> _Given instruction_: Transcribe every line of the material below word for word, leaving out the pictures.

═══ Exercise material

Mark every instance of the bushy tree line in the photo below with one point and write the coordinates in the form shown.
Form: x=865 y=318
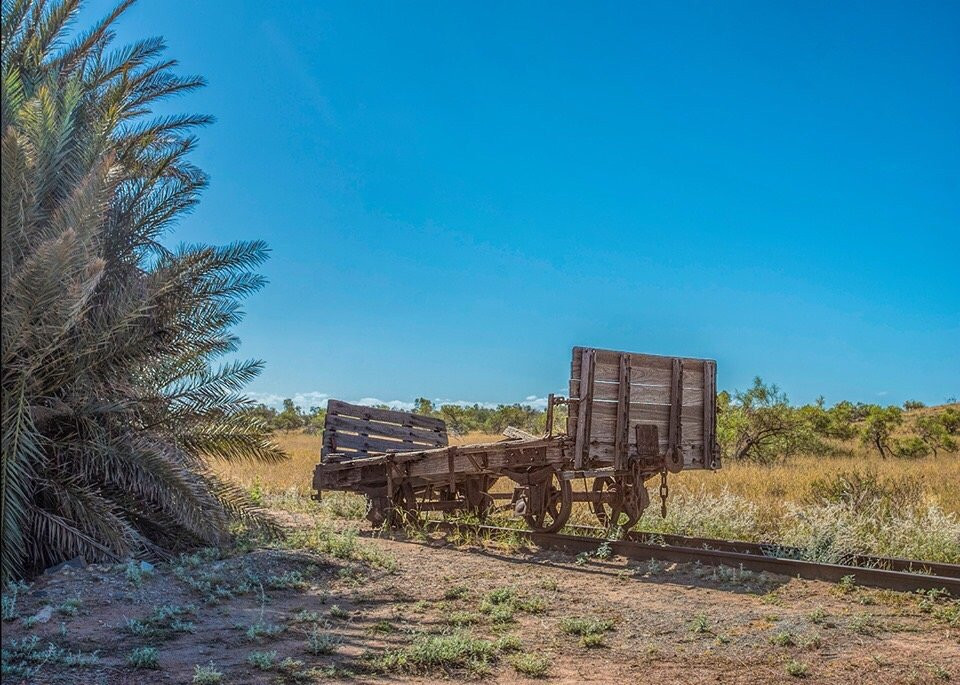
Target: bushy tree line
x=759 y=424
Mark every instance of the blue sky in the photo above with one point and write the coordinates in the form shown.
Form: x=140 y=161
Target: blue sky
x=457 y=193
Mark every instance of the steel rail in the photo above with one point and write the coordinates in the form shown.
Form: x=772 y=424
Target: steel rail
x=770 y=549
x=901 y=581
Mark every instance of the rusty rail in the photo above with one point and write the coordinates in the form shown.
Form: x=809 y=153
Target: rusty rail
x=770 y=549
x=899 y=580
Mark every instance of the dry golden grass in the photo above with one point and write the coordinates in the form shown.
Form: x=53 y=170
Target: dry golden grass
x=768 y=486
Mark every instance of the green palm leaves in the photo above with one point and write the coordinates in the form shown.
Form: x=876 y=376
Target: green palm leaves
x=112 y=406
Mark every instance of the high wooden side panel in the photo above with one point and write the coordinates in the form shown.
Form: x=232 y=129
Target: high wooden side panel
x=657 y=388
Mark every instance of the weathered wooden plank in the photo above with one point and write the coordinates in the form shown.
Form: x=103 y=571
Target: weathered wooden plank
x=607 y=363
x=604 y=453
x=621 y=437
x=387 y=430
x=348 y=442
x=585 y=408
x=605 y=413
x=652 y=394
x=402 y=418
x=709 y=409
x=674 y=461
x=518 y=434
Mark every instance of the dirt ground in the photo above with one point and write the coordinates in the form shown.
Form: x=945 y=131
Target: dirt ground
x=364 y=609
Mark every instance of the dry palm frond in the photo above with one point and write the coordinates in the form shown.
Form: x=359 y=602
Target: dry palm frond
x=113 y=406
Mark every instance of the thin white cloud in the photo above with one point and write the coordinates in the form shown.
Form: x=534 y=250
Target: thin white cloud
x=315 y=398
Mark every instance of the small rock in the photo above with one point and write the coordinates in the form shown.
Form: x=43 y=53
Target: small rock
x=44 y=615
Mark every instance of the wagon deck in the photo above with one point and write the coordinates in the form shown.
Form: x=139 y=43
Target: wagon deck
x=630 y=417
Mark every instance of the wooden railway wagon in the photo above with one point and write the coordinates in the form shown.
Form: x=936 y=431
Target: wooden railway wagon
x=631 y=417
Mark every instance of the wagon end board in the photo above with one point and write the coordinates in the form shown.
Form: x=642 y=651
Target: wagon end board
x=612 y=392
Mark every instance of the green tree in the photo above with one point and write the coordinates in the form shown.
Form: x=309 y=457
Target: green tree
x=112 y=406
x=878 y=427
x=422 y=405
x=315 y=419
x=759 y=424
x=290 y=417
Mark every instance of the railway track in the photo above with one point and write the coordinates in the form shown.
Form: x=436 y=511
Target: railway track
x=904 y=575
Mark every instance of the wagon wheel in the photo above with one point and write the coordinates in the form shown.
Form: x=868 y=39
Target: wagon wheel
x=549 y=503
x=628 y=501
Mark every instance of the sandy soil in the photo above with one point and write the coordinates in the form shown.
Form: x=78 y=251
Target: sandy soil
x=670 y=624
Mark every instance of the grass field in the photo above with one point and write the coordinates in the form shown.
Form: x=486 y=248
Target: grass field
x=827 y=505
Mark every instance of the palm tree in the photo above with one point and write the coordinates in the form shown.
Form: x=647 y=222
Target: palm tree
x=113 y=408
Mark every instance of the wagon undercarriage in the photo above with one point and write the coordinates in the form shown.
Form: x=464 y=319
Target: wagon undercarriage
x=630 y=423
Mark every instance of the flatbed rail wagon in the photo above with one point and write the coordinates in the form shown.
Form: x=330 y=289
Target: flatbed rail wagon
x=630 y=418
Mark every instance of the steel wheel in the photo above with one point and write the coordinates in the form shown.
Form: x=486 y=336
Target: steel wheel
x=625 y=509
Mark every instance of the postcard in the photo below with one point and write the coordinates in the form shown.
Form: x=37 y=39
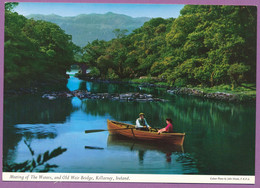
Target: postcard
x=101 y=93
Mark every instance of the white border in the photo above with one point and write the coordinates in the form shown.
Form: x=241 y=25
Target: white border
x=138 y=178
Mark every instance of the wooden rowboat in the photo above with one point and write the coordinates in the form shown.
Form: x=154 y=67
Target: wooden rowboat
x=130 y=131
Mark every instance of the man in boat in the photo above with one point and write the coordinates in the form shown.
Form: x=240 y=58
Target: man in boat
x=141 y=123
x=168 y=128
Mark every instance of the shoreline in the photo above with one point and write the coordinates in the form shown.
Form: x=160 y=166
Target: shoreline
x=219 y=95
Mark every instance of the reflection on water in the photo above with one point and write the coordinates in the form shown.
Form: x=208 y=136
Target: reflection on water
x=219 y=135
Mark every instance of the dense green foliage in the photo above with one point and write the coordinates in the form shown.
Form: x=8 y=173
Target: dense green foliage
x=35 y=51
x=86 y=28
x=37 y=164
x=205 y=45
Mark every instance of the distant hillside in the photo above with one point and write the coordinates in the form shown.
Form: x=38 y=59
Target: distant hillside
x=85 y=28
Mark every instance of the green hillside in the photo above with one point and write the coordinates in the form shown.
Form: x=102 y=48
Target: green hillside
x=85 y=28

══════

> _Finished exercise_:
Mark every instance of the bushy tree line in the photo below with one point and write the coordinates in the form shown.
Form: x=865 y=318
Target: bushy tree line
x=759 y=424
Mark every instance of the blue sky in the photo above with one point and write the coordinates in the form shown.
Form: x=140 y=161
Target: blue sky
x=457 y=193
Mark every instance of the steel rail in the photo above with one point and write the coordinates in the form shown.
Form: x=772 y=424
Target: steel rail
x=770 y=549
x=901 y=581
Mark every instance of the rusty rail in the photo above with one point and write the coordinates in the form shown.
Form: x=809 y=153
Target: rusty rail
x=770 y=549
x=899 y=580
Mark every instance of the dry golden grass in the photo above with one point and write the coordinates in the form shown.
Form: x=53 y=170
Target: dry golden grass
x=768 y=486
Mark every instance of the green palm leaves in the photo above with one point and write the coordinates in the form shown.
Form: x=876 y=376
Target: green palm leaves
x=112 y=406
Mark every instance of the high wooden side panel in the photo above with one point and write the coordinates in the form shown.
Form: x=232 y=129
Target: high wooden side panel
x=657 y=388
Mark every instance of the weathered wooden plank in the photo above with one point and write the coordinates in the form shown.
Form: x=103 y=571
Target: weathered wooden plank
x=607 y=363
x=604 y=453
x=621 y=437
x=387 y=430
x=348 y=442
x=585 y=408
x=605 y=413
x=652 y=394
x=402 y=418
x=709 y=409
x=674 y=461
x=518 y=434
Mark every instance of the dirt ground in the photo above with one point and write the coordinates in the form shown.
Form: x=945 y=131
Target: dirt ground
x=364 y=609
Mark every instance of the dry palm frond in the photo above with one point and write the coordinates in the form shown.
Form: x=359 y=602
Target: dry palm frond
x=113 y=406
Mark every instance of the thin white cloud in the photo above with one point and write the coordinates in the form shown.
Form: x=534 y=250
Target: thin white cloud
x=315 y=398
Mark every instance of the small rock in the photo above with one point and write the coordinates in the form shown.
Form: x=43 y=53
Target: small rock
x=44 y=615
Mark every instance of the wagon deck in the photo above with one point and write the coordinates in the form shown.
Form: x=139 y=43
Target: wagon deck
x=630 y=417
Mark every instance of the wooden railway wagon in the photo above with one point and write the coordinates in the form shown.
Form: x=936 y=431
Target: wooden railway wagon
x=631 y=417
Mark every instance of the wagon end board in the photo above with one point and write the coordinates in the form shown.
Form: x=642 y=651
Target: wagon end board
x=612 y=392
Mark every instance of the green tree in the photo above with one point and write the coordinates in the form shown.
Form: x=309 y=457
Target: green tree
x=112 y=406
x=878 y=427
x=422 y=405
x=315 y=419
x=759 y=424
x=290 y=417
Mark every instance of the railway track in the photo above with one point and write the coordinates in the form shown.
Form: x=436 y=511
Target: railway track
x=904 y=575
Mark every instance of the wagon wheel in the photo above with one point and write the coordinates in the form shown.
Form: x=868 y=39
Target: wagon wheel
x=549 y=503
x=628 y=501
Mark every instance of the sandy soil in the photo above with one point and write the coordinates in the form shown.
Form: x=78 y=251
Target: sandy soil
x=670 y=624
Mark every instance of the grass field in the photo above with one point and write the coordinates in the form shown.
Form: x=486 y=248
Target: grass field
x=827 y=505
Mark every instance of the palm tree in the photo above with one point and write the coordinates in the form shown.
Form: x=647 y=222
Target: palm tree
x=113 y=408
Mark every instance of the wagon undercarriage in the photo above with one point and write the coordinates in the form shown.
Form: x=464 y=319
Target: wagon undercarriage
x=630 y=423
Mark every instance of the flatbed rail wagon in the photo above with one point and write the coordinates in the form shown.
Form: x=330 y=289
Target: flatbed rail wagon
x=630 y=418
Mark every instance of the steel wheel in the photo above with one point and write the coordinates in the form shown.
Form: x=486 y=336
Target: steel wheel
x=625 y=509
Mark every instance of the postcard in the photo below with one point and write the coordinates in the form shown.
Form: x=37 y=39
Target: postcard
x=101 y=93
Mark every instance of the white border in the photo above with one point and write the coordinates in the form shown.
Form: x=241 y=25
Target: white border
x=138 y=178
Mark every instance of the wooden rowboat in the photo above with one point and write the coordinates in the form shown.
Form: x=154 y=67
Target: wooden rowboat
x=130 y=131
Mark every instance of the man in boat in the photo above with one point and write the coordinates in the form shown.
Form: x=240 y=58
Target: man in boat
x=141 y=123
x=168 y=128
Mark every instance of the shoreline in the photo above with one point and write the coordinates in the form shown.
Form: x=160 y=166
Target: shoreline
x=219 y=95
Mark every instance of the reflection on water in the photo above with one point and write the coordinates in the form shown.
Form: x=208 y=136
Target: reflection on water
x=219 y=135
Mark every instance of the dense green foliage in the photo above with one point and write the coordinates in the form shown.
Form: x=8 y=173
Target: dense green foliage
x=35 y=51
x=86 y=28
x=37 y=164
x=205 y=45
Mark every instance of the distant hillside in the photo above with one point and write the coordinates in the form shown.
Form: x=38 y=59
Target: distant hillside
x=85 y=28
Mark every instance of the green hillside in the photo above with one point and write the coordinates in the form shown.
Form: x=102 y=48
Target: green hillside
x=85 y=28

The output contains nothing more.